**What you have to do:**
Look below for the line holding "Where can you see the still" and the line holding "Where can you see the limestone". Transcribe exactly those lines and all lines between them, nothing more.

**Exercise data:**

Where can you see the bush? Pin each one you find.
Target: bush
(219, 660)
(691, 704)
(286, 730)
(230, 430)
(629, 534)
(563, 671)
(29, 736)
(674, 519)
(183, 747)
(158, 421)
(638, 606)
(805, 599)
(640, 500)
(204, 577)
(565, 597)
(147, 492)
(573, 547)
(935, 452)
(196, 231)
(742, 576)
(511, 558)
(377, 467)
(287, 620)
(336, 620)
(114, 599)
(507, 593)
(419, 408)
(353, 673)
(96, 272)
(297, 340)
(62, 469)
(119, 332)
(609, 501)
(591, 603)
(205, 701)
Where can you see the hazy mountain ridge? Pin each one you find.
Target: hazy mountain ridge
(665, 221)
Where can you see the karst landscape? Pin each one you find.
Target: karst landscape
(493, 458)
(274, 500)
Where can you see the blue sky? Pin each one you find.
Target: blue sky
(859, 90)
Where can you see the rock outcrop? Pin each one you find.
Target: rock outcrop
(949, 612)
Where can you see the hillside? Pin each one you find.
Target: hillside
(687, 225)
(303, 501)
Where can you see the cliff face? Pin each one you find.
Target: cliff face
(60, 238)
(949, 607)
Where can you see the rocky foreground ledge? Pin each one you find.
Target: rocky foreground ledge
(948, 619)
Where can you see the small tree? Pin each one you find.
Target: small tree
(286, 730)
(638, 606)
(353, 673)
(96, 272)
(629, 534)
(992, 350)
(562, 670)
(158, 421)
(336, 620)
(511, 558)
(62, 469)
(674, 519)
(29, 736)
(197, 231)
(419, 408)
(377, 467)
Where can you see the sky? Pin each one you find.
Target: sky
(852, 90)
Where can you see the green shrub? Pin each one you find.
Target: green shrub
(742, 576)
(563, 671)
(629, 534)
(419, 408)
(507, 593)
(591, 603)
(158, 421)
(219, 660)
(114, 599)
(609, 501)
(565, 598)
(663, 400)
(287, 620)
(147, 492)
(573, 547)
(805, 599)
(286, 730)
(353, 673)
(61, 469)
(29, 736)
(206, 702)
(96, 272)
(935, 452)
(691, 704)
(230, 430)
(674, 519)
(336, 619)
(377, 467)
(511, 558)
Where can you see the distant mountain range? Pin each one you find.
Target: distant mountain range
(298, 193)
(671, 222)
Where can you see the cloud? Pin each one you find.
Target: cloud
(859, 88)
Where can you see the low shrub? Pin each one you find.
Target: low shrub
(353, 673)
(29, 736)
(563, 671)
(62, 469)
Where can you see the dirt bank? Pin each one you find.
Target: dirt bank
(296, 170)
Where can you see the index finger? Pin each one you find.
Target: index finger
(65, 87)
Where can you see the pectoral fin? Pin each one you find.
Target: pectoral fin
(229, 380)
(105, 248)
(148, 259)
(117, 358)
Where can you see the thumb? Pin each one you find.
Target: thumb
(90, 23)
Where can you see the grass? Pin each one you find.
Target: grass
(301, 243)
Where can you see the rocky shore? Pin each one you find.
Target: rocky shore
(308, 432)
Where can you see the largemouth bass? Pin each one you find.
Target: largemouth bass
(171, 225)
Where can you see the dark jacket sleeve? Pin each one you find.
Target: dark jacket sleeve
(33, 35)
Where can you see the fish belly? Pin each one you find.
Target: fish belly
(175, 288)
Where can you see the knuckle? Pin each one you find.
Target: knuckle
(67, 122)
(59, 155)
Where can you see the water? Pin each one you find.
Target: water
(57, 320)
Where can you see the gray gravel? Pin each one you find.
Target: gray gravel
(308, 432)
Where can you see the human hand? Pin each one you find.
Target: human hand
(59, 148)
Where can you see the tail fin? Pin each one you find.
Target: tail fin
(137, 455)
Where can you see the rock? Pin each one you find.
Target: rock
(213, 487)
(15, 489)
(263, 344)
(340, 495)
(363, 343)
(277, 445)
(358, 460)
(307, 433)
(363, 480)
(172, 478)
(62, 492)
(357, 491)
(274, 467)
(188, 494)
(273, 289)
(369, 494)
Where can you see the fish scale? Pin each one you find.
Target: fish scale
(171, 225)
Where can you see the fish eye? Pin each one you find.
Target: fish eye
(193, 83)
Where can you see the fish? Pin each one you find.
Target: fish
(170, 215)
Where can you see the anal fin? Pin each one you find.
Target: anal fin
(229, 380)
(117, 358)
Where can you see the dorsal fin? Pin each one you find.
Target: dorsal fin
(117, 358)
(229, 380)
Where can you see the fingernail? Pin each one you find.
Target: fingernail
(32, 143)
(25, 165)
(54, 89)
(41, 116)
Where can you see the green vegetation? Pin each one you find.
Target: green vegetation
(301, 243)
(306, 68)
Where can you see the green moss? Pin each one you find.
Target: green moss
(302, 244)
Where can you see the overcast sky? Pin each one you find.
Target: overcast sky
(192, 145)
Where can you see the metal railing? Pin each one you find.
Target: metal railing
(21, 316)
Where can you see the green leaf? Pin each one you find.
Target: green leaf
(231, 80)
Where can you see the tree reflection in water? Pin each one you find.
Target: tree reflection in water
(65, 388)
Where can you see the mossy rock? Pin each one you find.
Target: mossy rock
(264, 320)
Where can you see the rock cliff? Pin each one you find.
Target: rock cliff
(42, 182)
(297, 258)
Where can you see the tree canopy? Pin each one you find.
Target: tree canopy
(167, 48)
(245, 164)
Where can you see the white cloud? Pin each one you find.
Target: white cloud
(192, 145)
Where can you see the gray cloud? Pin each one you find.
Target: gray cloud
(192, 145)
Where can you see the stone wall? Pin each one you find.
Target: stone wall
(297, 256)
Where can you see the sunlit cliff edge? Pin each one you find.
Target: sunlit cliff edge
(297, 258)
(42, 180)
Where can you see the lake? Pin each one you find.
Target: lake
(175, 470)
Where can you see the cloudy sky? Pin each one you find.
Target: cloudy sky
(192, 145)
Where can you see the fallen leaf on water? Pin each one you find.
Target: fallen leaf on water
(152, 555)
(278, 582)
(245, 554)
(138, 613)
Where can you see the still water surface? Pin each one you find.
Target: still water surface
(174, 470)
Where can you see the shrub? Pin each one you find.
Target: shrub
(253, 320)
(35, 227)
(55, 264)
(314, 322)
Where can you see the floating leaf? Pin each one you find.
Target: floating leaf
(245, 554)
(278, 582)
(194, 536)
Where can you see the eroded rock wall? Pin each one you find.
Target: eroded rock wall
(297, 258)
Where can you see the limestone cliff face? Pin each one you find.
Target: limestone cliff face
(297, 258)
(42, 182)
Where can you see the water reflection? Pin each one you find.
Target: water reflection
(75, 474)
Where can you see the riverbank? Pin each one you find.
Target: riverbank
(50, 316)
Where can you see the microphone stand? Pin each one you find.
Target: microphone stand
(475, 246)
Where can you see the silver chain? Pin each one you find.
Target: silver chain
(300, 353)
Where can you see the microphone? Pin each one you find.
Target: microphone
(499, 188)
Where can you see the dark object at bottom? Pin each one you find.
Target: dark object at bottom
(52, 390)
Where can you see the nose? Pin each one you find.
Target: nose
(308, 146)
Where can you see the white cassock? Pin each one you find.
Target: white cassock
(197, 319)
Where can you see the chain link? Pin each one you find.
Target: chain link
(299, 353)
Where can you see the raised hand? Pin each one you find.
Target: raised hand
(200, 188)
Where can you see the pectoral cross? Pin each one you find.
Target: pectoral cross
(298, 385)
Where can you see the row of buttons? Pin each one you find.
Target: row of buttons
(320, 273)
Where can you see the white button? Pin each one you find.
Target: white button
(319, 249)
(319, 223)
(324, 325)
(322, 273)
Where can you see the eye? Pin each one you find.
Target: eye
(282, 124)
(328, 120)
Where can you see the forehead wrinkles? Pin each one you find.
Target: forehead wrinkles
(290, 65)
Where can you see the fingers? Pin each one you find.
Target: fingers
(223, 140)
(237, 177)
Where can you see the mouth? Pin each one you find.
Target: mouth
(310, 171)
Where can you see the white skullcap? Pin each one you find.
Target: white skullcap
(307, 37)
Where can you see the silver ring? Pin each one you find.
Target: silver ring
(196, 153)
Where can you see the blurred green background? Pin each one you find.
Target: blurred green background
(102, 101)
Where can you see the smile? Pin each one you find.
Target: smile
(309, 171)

**Solution to this problem:**
Where can you see the still water surface? Pin each one you find.
Target: still water surface
(174, 470)
Where can you see the shrub? Pin each one you find.
Target: shrub
(253, 320)
(35, 227)
(55, 264)
(314, 322)
Where can you see the floating leaf? Pin each one you find.
Target: floating leaf
(245, 554)
(278, 582)
(194, 536)
Where can you see the eroded rock wall? Pin each one you find.
Target: eroded rock wall
(297, 258)
Where can you see the limestone cliff face? Pin each one you find.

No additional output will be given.